> **SELECTED EXTRACT**
• • • • • • •
For metadata operations (chmod, chown-uid, chown-gid, setxattr), the Metadata layer shows the ownership/capability check result instead:

whyno uid:1001 chmod /etc/passwd
  Subject: uid=1001, gid=1001, groups=[1001]
  Operation: chmod
  Target: /etc/passwd
  [PASS] Mount options      — rw on / (ext4)
  [PASS] Filesystem flags   — no immutable/append-only
  [PASS] Path traversal     — all ancestors have +x
  [PASS] DAC permissions    — not a metadata operation
  [PASS] POSIX ACLs         — not a metadata operation
  [FAIL] Metadata           — subject (uid=1001) is not the file owner (uid=0) and lacks CAP_FOWNER
         Fix: setcap cap_fowner+ep /path/to/binary  [impact: 5/6]
  [SKIP] SELinux            — SELinux state not gathered
  [SKIP] AppArmor           — AppArmor state not gathered

Failed layers include a fix suggestion with an impact score (1 = most targeted, 6 = broadest blast radius).

JSON mode (--json)

Stable, versioned schema for automation:

{
  "version": 1,
  "subject": { "uid": 33, "gid": 33, "groups": [33] },
  "operation": "read",
  "target": "/var/log/app/current.log",
  "result": "denied",
  "layers": [
    { "name": "mount", "result": "pass", "detail": "rw on /var (ext4)" },
    { "name": "fsflags", "result": "pass", "detail": "no immutable/append-only" },
    { "name": "traversal", "result": "fail", "detail": "/var/log/app: o-x" },
    { "name": "dac", "result": "fail", "detail": "mode 0640 owner=root group=root" },
    { "name": "acl", "result": "degraded", "detail": "no ACL on target" },
    { "name": "metadata", "result": "pass", "detail": "not a metadata operation" },
    { "name": "selinux", "result": "degraded", "detail": "SELinux state not gathered" },
    { "name": "apparmor", "result": "degraded", "detail": "AppArmor state not gathered" }
  ],
  "fixes": [
    { "command": "chmod o+x /var/log/app", "impact": 3, "layer": "traversal", "description": "grant other execute on /var/log/app" },
    { "command": "setfacl -m u:nginx:r /var/log/app/current.log", "impact": 1, "layer": "dac", "description": "grant nginx read via ACL" }
  ],
  "warnings": [],
  "degraded": []
}

JSON goes to stdout. Warnings and hints go to stderr. Pipe safely:

whyno nginx read /path --json 2>/dev/null | jq '.fixes[].command'

Explain mode (--explain)

Full debug output showing:

  • How the subject was resolved (source file, parsed fields)
  • Raw stat() results for every path ancestor
  • ACL entries and mask values
  • Mount options and filesystem type
  • Inode flag bits

Use this when the default checklist doesn't give enough context to understand the failure.

Permission Layers

whyno checks 8 permission layers in order (6 core + 2 MAC). All layers always run — no short-circuiting. This ensures every blocker is visible, not just the first one.

# Layer What it checks Bypassed by root?
• • • • • • •
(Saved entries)
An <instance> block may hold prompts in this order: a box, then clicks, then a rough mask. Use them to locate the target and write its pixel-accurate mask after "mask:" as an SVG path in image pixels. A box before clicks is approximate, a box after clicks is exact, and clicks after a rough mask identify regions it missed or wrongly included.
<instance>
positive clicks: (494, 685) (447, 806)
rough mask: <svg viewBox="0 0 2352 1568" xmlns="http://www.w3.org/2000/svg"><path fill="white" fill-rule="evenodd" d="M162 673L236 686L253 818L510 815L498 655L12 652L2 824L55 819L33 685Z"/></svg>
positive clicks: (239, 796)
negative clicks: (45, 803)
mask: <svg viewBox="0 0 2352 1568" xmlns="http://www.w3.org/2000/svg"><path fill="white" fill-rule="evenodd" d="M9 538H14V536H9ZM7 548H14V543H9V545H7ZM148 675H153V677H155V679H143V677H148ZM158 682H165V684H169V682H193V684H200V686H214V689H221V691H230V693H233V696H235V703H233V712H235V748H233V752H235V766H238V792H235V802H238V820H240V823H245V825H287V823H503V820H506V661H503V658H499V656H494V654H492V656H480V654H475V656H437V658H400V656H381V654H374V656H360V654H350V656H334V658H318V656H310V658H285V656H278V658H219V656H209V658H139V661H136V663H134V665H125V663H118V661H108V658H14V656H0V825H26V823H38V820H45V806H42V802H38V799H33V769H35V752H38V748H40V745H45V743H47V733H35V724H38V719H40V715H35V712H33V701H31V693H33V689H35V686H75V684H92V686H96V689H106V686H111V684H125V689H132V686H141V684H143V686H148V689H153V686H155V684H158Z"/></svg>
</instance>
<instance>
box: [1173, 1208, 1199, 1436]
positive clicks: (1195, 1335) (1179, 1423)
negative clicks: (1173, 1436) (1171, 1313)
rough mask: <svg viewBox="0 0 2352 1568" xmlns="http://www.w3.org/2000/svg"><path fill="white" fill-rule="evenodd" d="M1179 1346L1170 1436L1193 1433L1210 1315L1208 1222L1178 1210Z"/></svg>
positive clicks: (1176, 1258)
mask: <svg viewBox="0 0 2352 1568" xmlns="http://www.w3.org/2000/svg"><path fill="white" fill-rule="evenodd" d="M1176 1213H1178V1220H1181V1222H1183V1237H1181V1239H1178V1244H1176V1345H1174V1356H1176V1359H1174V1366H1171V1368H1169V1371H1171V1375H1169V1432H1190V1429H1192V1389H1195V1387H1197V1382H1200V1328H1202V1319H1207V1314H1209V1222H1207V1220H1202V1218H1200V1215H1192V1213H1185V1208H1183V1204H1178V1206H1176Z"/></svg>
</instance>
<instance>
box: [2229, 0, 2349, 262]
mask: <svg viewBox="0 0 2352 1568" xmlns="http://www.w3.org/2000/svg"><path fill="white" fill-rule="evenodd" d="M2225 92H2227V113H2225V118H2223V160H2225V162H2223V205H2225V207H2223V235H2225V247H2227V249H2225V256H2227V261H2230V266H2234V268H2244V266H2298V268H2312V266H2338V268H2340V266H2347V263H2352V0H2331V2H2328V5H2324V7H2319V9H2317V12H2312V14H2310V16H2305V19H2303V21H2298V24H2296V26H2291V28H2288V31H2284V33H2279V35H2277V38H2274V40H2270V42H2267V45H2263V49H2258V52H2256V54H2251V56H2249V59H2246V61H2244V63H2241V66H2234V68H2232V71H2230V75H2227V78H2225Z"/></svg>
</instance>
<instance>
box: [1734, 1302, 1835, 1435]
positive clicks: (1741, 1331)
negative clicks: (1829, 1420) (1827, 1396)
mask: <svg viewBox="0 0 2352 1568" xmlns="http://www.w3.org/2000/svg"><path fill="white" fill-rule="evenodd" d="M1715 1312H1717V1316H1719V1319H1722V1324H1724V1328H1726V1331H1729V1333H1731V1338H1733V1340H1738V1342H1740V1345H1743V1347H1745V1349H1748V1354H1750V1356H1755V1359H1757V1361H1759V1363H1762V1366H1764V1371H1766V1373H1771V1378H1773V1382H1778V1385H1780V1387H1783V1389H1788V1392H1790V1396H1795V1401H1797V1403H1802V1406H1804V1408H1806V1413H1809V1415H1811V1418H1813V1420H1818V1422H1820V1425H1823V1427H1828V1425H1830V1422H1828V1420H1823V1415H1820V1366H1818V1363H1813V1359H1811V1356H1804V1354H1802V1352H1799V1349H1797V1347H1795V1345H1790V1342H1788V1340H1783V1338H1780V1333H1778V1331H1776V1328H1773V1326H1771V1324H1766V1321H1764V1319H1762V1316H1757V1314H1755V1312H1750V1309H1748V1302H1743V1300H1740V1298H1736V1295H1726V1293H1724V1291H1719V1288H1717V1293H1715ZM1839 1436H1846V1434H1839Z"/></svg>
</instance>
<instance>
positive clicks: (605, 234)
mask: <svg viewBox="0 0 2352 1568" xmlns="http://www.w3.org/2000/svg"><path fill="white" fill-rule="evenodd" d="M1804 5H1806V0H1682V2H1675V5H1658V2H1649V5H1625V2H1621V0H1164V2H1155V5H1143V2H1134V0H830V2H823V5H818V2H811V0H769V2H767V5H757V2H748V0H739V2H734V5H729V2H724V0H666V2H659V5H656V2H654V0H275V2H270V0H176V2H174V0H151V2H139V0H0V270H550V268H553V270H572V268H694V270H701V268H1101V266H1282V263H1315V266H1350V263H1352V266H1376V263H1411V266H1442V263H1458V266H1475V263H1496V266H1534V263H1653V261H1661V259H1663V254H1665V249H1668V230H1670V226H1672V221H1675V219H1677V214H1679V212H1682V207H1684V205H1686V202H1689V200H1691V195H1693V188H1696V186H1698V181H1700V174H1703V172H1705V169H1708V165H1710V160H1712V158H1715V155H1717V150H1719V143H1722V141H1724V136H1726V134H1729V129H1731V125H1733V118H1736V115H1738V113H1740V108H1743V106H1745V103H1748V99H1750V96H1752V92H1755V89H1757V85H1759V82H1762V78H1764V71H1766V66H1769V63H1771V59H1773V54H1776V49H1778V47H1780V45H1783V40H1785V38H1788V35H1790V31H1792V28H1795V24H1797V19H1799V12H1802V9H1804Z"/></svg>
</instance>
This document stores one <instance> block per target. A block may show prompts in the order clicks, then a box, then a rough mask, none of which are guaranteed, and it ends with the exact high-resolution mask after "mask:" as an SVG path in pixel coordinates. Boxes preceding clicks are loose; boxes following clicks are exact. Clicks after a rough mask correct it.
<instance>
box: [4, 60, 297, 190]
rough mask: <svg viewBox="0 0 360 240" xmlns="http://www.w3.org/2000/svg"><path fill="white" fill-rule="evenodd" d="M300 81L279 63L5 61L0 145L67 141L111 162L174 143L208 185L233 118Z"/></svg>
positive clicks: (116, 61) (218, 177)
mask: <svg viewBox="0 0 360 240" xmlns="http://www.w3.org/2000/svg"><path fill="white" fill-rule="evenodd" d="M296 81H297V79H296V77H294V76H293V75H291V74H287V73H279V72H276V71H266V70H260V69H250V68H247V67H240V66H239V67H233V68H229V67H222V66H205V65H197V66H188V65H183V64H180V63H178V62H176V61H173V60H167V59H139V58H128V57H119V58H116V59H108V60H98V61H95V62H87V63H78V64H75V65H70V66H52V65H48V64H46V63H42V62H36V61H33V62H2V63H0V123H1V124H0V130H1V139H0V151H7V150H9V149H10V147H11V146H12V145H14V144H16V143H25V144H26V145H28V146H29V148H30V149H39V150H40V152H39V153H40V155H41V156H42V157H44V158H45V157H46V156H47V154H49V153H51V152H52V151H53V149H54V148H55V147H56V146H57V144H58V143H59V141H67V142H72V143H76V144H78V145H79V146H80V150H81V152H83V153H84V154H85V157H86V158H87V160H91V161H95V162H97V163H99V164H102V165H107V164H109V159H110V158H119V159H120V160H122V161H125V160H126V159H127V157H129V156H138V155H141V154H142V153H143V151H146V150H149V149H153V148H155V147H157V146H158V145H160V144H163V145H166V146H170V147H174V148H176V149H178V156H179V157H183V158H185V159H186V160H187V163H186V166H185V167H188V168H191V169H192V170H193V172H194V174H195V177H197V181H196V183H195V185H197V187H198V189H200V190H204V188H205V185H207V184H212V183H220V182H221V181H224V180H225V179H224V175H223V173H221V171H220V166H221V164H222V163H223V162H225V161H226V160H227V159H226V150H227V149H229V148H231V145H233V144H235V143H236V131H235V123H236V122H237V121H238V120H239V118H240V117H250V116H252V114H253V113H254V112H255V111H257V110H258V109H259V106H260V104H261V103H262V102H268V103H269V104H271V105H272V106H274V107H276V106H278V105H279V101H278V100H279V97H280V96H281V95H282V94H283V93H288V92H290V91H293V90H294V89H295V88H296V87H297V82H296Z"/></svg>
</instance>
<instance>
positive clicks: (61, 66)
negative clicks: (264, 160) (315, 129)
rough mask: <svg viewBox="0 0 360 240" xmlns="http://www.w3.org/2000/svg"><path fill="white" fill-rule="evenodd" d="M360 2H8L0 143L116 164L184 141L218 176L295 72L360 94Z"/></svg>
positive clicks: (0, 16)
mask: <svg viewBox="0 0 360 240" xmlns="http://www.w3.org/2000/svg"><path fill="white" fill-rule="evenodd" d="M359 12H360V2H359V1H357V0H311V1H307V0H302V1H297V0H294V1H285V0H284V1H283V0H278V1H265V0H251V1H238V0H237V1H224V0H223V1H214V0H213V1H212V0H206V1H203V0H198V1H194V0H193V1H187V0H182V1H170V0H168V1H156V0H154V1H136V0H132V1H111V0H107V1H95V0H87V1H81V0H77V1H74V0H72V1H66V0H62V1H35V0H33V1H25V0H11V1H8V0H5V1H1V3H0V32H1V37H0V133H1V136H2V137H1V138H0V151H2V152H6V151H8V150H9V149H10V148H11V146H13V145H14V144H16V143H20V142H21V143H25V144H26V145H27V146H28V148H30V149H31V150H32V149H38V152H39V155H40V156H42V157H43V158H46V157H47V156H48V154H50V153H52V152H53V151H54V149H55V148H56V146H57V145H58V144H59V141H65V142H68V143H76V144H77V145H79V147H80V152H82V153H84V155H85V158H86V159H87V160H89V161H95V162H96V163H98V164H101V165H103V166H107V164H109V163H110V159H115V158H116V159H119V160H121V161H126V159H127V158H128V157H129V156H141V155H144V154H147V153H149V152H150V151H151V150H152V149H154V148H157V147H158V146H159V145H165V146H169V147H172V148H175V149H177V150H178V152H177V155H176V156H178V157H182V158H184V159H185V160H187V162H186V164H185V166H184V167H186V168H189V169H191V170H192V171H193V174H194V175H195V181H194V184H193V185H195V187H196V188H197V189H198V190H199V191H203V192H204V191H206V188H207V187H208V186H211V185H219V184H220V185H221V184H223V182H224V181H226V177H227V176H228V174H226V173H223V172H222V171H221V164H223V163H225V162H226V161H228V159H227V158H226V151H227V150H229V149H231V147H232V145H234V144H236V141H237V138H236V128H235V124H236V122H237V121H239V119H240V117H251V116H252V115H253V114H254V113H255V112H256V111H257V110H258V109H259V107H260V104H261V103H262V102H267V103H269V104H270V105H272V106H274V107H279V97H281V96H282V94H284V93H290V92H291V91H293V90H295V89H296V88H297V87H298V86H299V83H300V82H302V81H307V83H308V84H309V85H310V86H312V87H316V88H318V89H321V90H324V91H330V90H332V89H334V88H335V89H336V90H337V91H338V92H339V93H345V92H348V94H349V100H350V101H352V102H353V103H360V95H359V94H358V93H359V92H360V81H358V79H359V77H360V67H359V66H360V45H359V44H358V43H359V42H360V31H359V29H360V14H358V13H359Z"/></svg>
• • • • • • •
> **WORK TASK 1**
Update the part of the whyno documentation between "whyno nginx read" and "understand the failure.", inclusive, changing "checklist" to "report".
> **WORK TASK 2**
List every "name" value in the "layers" array of the JSON example in the whyno documentation.

> **ANSWER 1**
whyno nginx read /path --json 2>/dev/null | jq '.fixes[].command'

Explain mode (--explain)

Full debug output showing:

  • How the subject was resolved (source file, parsed fields)
  • Raw stat() results for every path ancestor
  • ACL entries and mask values
  • Mount options and filesystem type
  • Inode flag bits

Use this when the default report doesn't give enough context to understand the failure.

> **ANSWER 2**
mount, fsflags, traversal, dac, acl, metadata, selinux, apparmor